Reproduce the listing in full. Keep every character unchanged.

+++ Exercise inputs +++

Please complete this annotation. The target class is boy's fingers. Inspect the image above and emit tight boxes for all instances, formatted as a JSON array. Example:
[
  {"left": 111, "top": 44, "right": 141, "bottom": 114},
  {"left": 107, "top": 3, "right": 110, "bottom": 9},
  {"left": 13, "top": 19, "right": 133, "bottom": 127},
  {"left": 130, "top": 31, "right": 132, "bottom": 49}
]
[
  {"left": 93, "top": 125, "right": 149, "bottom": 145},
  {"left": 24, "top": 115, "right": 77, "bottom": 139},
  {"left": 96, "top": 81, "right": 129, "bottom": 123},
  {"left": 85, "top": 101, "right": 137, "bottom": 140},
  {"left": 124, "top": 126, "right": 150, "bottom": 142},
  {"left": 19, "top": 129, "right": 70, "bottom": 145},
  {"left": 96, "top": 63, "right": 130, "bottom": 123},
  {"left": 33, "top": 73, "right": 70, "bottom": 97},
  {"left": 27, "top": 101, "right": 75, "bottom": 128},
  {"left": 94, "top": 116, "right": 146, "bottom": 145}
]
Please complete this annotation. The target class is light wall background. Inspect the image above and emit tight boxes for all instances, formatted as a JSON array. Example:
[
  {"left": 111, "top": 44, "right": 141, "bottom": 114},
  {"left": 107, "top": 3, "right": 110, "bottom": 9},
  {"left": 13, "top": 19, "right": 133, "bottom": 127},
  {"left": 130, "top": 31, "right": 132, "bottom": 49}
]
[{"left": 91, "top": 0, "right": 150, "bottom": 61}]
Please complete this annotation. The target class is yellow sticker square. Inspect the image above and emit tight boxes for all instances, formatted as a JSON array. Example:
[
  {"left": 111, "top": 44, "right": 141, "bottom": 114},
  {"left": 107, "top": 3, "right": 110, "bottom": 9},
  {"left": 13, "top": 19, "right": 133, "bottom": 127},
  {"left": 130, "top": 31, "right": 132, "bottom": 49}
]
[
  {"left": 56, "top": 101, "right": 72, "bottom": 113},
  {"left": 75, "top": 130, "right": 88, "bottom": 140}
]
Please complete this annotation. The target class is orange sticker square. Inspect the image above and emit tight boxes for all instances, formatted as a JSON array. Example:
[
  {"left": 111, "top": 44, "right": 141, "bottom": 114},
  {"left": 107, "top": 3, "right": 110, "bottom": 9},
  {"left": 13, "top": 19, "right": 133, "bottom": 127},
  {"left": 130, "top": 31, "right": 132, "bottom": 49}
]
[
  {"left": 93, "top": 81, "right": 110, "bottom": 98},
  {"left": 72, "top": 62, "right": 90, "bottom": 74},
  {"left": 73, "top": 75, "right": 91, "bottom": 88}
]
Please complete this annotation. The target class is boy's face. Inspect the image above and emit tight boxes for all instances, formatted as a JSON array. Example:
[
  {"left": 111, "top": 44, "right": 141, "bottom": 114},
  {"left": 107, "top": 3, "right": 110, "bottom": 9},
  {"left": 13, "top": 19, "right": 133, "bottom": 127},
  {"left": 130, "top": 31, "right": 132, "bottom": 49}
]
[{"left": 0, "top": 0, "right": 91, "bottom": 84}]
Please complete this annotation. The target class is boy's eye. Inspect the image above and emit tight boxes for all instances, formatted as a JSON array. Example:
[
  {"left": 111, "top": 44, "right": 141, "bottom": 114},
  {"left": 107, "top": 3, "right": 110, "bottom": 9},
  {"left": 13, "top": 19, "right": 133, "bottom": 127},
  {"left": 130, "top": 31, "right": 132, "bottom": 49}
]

+++

Exercise solution ->
Please complete this annotation. The target class is boy's fingers. Inspect the image above and emit tight boxes for all instances, formatted as a JSON array. Example:
[
  {"left": 111, "top": 44, "right": 141, "bottom": 114},
  {"left": 107, "top": 3, "right": 110, "bottom": 9},
  {"left": 13, "top": 19, "right": 133, "bottom": 127},
  {"left": 130, "top": 31, "right": 132, "bottom": 49}
]
[
  {"left": 93, "top": 125, "right": 149, "bottom": 145},
  {"left": 24, "top": 115, "right": 77, "bottom": 139},
  {"left": 96, "top": 81, "right": 129, "bottom": 123},
  {"left": 85, "top": 101, "right": 137, "bottom": 140},
  {"left": 124, "top": 126, "right": 150, "bottom": 142},
  {"left": 19, "top": 129, "right": 70, "bottom": 145},
  {"left": 96, "top": 63, "right": 130, "bottom": 123},
  {"left": 33, "top": 73, "right": 70, "bottom": 97},
  {"left": 27, "top": 101, "right": 75, "bottom": 128},
  {"left": 94, "top": 116, "right": 146, "bottom": 145}
]
Please complete this annotation. The target class is light wall background. Inspect the image above and emit tight boxes for all instances, formatted as a JSON array. Example:
[
  {"left": 111, "top": 44, "right": 141, "bottom": 114},
  {"left": 107, "top": 3, "right": 110, "bottom": 9},
  {"left": 13, "top": 19, "right": 133, "bottom": 127},
  {"left": 130, "top": 31, "right": 132, "bottom": 49}
]
[{"left": 91, "top": 0, "right": 150, "bottom": 61}]
Please complete this annotation. The target class is yellow sticker square. Inspect the image above and emit tight boxes for all instances, formatted as a JSON array. Example:
[
  {"left": 111, "top": 44, "right": 141, "bottom": 114},
  {"left": 107, "top": 3, "right": 110, "bottom": 9},
  {"left": 13, "top": 19, "right": 133, "bottom": 127},
  {"left": 130, "top": 31, "right": 132, "bottom": 49}
]
[
  {"left": 56, "top": 101, "right": 72, "bottom": 113},
  {"left": 75, "top": 130, "right": 88, "bottom": 140}
]
Please complete this annotation. The target class is orange sticker square. Inspect the image above and emit tight boxes for all instances, formatted as a JSON array. Example:
[
  {"left": 111, "top": 44, "right": 141, "bottom": 114},
  {"left": 107, "top": 3, "right": 110, "bottom": 9},
  {"left": 13, "top": 19, "right": 133, "bottom": 127},
  {"left": 130, "top": 31, "right": 132, "bottom": 49}
]
[
  {"left": 93, "top": 81, "right": 110, "bottom": 98},
  {"left": 72, "top": 62, "right": 90, "bottom": 74},
  {"left": 73, "top": 75, "right": 91, "bottom": 88}
]
Please complete this annotation. The target class is boy's face. Inspect the image above and emit tight boxes for all instances, formatted as a JSON array. Example:
[
  {"left": 111, "top": 44, "right": 141, "bottom": 114},
  {"left": 107, "top": 3, "right": 110, "bottom": 9},
  {"left": 13, "top": 19, "right": 133, "bottom": 127},
  {"left": 130, "top": 31, "right": 132, "bottom": 49}
]
[{"left": 0, "top": 0, "right": 91, "bottom": 84}]
Please complete this annotation. The target class is boy's eye. Inspect the image above and emit tight boxes for all instances, formatted as a JSON array. Example:
[
  {"left": 111, "top": 44, "right": 141, "bottom": 114},
  {"left": 107, "top": 3, "right": 110, "bottom": 9},
  {"left": 13, "top": 19, "right": 133, "bottom": 127},
  {"left": 130, "top": 31, "right": 132, "bottom": 49}
]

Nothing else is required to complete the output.